## Aim
In the material below, take the stretch from the line containing "like [[25, 1]]." through the line containing "[[247, 16]]" and format it as a numbered list, leaving out any blank lines.

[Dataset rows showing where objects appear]
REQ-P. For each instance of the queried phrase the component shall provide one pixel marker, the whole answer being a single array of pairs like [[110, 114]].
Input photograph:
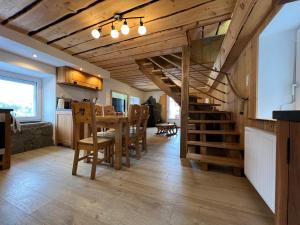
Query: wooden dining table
[[121, 126]]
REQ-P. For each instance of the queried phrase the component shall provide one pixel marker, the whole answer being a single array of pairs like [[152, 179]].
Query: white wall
[[298, 70], [276, 71], [260, 163]]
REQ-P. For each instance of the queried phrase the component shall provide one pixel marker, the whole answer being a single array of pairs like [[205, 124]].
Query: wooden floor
[[158, 189]]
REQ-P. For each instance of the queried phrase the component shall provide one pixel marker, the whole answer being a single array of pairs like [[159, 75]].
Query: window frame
[[25, 79], [134, 97]]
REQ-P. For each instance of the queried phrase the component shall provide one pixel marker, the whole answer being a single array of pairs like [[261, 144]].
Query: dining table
[[121, 126]]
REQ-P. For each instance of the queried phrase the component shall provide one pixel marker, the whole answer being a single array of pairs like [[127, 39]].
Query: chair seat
[[100, 140], [106, 134], [111, 134]]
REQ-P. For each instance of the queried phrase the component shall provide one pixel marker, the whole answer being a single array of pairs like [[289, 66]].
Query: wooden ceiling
[[66, 25]]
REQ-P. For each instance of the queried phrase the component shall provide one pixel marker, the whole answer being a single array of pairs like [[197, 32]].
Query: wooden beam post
[[184, 100]]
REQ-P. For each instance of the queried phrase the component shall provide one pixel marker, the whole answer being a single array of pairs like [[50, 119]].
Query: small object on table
[[168, 129]]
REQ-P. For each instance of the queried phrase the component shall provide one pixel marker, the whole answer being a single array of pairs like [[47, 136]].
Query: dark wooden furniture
[[287, 210], [5, 138], [84, 113], [168, 129]]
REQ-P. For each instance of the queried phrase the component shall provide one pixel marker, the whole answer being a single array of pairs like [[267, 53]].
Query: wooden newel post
[[184, 100]]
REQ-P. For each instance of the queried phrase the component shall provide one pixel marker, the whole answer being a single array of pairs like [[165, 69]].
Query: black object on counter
[[289, 115]]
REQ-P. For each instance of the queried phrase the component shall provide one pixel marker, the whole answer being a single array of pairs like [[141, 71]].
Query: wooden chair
[[85, 113], [134, 118], [144, 121]]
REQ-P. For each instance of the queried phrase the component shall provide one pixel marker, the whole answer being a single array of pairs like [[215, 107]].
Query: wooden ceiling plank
[[152, 12], [10, 8], [140, 56], [212, 11], [100, 12], [172, 43], [136, 42], [47, 12]]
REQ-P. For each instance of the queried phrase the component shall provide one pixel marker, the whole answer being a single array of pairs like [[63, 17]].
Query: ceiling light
[[125, 28], [96, 33], [142, 29], [114, 33]]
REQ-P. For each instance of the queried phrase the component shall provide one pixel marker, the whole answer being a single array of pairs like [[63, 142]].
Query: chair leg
[[144, 141], [94, 164], [138, 149], [75, 161], [112, 155]]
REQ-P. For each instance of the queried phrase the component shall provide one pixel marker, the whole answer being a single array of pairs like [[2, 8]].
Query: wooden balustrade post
[[184, 100]]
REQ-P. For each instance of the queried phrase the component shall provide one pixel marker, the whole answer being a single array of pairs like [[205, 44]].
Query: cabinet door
[[64, 129], [294, 175]]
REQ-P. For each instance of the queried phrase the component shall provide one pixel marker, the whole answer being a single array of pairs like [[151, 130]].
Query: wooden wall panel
[[245, 66]]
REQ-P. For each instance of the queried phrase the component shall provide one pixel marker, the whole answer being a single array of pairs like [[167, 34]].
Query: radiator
[[260, 163]]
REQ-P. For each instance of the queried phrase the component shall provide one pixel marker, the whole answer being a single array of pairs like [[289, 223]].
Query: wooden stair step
[[172, 86], [203, 104], [156, 71], [147, 64], [215, 132], [223, 145], [209, 112], [216, 160], [212, 121]]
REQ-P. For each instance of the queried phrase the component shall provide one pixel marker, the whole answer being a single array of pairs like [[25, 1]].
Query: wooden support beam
[[203, 83], [156, 80], [179, 77], [247, 16], [184, 100]]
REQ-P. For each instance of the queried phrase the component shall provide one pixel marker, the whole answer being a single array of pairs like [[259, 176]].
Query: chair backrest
[[83, 113], [99, 110], [144, 116], [109, 110], [134, 115]]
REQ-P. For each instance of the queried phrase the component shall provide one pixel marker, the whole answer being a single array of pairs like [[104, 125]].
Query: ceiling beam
[[247, 16]]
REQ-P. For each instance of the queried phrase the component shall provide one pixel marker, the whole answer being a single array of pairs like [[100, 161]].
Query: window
[[134, 100], [22, 95], [173, 109], [278, 69]]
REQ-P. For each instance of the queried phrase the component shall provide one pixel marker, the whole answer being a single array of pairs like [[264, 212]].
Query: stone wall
[[32, 136]]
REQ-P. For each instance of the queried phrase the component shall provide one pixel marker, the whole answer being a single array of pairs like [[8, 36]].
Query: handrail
[[203, 92]]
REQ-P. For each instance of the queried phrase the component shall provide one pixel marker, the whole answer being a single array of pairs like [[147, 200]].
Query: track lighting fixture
[[125, 28], [142, 29], [114, 33], [96, 33]]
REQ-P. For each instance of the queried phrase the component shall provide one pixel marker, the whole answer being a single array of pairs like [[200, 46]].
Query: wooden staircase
[[212, 138]]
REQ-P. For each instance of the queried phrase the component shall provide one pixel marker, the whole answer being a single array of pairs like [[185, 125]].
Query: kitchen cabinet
[[64, 128], [287, 210]]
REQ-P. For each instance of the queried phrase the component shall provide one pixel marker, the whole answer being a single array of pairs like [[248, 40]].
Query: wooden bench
[[168, 129]]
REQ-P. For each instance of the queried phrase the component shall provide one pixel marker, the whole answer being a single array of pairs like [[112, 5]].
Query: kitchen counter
[[289, 115]]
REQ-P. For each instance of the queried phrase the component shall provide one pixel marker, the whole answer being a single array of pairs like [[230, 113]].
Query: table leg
[[126, 134], [118, 147]]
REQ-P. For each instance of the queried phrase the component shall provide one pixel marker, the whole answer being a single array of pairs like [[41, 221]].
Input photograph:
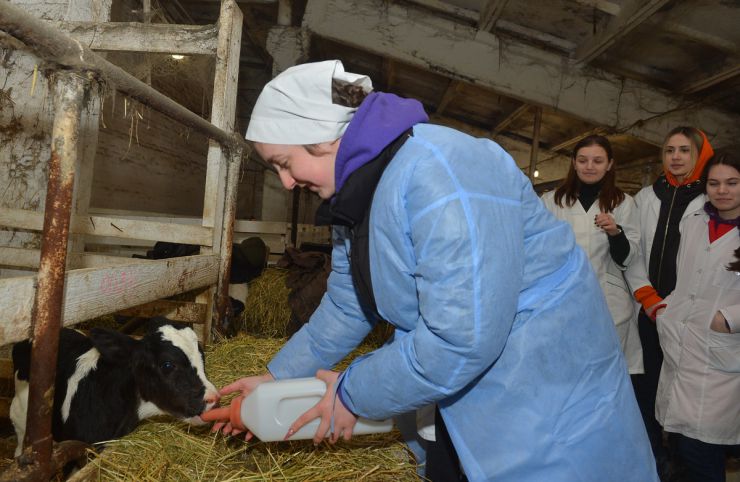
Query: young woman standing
[[498, 315], [604, 220], [675, 195], [699, 388]]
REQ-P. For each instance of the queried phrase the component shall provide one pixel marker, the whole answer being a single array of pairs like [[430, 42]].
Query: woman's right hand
[[245, 386], [655, 310]]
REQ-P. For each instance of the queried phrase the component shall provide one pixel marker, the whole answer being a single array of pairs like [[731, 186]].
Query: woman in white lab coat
[[604, 220], [675, 195], [698, 400]]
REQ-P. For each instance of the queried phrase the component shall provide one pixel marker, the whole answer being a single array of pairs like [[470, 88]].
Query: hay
[[266, 312], [164, 451]]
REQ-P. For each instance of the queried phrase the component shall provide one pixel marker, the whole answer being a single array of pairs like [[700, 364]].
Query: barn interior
[[535, 76]]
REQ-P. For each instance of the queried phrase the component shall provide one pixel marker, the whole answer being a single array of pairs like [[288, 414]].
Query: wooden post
[[215, 207], [47, 308]]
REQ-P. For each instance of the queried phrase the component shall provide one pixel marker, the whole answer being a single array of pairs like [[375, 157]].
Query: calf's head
[[168, 369]]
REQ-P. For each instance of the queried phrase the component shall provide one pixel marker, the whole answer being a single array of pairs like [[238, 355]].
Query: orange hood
[[704, 155]]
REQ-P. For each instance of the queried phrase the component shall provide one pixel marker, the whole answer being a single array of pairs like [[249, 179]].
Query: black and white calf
[[107, 382]]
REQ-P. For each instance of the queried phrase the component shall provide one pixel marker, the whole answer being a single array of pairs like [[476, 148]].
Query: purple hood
[[379, 120]]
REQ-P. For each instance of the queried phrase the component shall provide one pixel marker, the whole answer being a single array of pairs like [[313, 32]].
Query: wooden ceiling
[[629, 69]]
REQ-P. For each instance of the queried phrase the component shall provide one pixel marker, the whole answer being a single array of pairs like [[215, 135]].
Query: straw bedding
[[162, 450]]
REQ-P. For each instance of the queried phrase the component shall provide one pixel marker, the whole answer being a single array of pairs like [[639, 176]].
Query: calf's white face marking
[[18, 410], [86, 363], [187, 341]]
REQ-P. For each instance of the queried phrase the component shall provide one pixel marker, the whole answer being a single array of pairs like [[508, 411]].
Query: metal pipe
[[227, 240], [535, 142], [67, 52], [69, 92]]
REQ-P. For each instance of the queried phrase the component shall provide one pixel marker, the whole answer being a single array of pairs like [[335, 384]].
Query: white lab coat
[[596, 244], [648, 209], [699, 388]]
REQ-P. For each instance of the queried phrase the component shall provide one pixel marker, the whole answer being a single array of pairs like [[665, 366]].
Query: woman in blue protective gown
[[499, 317]]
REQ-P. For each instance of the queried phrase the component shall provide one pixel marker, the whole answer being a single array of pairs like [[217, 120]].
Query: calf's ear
[[113, 346]]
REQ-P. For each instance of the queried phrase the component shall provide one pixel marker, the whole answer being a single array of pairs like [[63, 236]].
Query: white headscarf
[[295, 107]]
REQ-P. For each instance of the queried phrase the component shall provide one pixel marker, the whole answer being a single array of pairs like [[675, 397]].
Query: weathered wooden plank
[[98, 291], [220, 198], [142, 37], [173, 310], [112, 226], [632, 13]]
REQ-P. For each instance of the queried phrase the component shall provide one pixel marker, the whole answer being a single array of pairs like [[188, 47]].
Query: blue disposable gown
[[499, 319]]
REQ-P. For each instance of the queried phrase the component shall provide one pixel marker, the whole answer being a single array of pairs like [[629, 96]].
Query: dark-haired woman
[[604, 220], [675, 195], [698, 400]]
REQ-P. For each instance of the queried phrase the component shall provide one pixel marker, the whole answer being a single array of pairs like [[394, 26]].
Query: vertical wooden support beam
[[296, 195], [85, 165], [227, 239], [285, 13], [215, 209], [47, 309], [535, 143]]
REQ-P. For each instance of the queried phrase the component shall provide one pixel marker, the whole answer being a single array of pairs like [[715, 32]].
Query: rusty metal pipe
[[56, 47], [64, 453], [69, 92], [227, 240]]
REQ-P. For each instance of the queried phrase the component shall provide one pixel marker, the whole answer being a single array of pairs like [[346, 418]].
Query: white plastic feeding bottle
[[270, 409]]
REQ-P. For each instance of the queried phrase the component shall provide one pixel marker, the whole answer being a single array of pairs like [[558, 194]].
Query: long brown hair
[[726, 157], [610, 196]]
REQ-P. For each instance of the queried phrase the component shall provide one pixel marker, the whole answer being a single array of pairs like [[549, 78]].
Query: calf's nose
[[211, 398]]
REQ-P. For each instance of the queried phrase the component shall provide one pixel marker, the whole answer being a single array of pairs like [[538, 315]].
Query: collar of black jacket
[[350, 205]]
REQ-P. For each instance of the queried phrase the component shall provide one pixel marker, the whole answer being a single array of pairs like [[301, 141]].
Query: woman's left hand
[[607, 223], [719, 324], [344, 420]]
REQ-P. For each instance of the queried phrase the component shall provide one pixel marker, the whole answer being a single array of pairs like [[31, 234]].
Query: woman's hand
[[607, 223], [719, 324], [245, 386], [654, 311], [344, 420]]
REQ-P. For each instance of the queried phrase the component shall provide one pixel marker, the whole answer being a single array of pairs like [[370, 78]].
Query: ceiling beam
[[576, 139], [632, 14], [602, 5], [671, 21], [513, 69], [490, 13], [514, 115], [450, 93], [502, 26], [518, 149], [726, 72]]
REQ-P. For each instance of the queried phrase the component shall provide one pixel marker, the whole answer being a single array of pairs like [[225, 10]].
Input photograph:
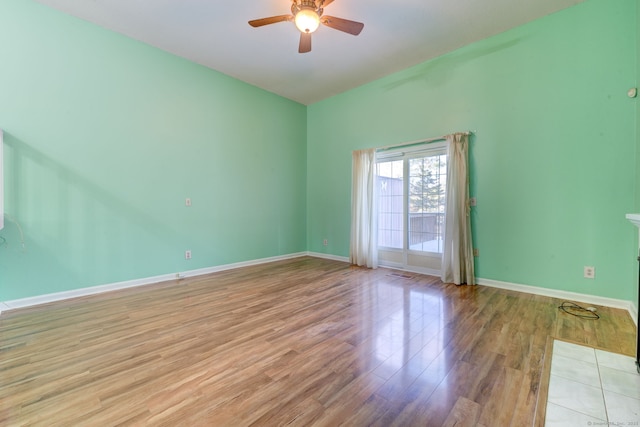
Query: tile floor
[[590, 387]]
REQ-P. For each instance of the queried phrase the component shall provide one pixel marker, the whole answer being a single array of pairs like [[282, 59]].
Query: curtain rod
[[421, 141]]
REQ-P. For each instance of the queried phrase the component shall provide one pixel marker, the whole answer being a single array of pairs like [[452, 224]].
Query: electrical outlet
[[589, 272]]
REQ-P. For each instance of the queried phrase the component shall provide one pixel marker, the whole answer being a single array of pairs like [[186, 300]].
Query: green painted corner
[[554, 160], [105, 137], [102, 149]]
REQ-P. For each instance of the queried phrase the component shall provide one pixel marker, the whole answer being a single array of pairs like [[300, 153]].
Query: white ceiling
[[397, 34]]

## Full answer
1. REQ-P. For each instance of the queried phrase the component shall provide one pixel marker, the whole answer being a single array of pairs like [[25, 1]].
2. Query: wooden support beam
3. [[203, 83], [156, 80], [179, 77], [247, 16], [184, 100]]
4. REQ-P. For each instance of the queried phrase the component shall provide one pixel marker, the whole answer being a single array of pairs like [[259, 176]].
5. Query: chair backrest
6. [[83, 113], [99, 110], [144, 116], [109, 110], [134, 115]]
7. REQ-P. For each instance of the queried phrase the component shall provide one pixel marker, the whole answer being a single array of pairs like [[104, 125]].
8. Query: ceiling beam
9. [[247, 16]]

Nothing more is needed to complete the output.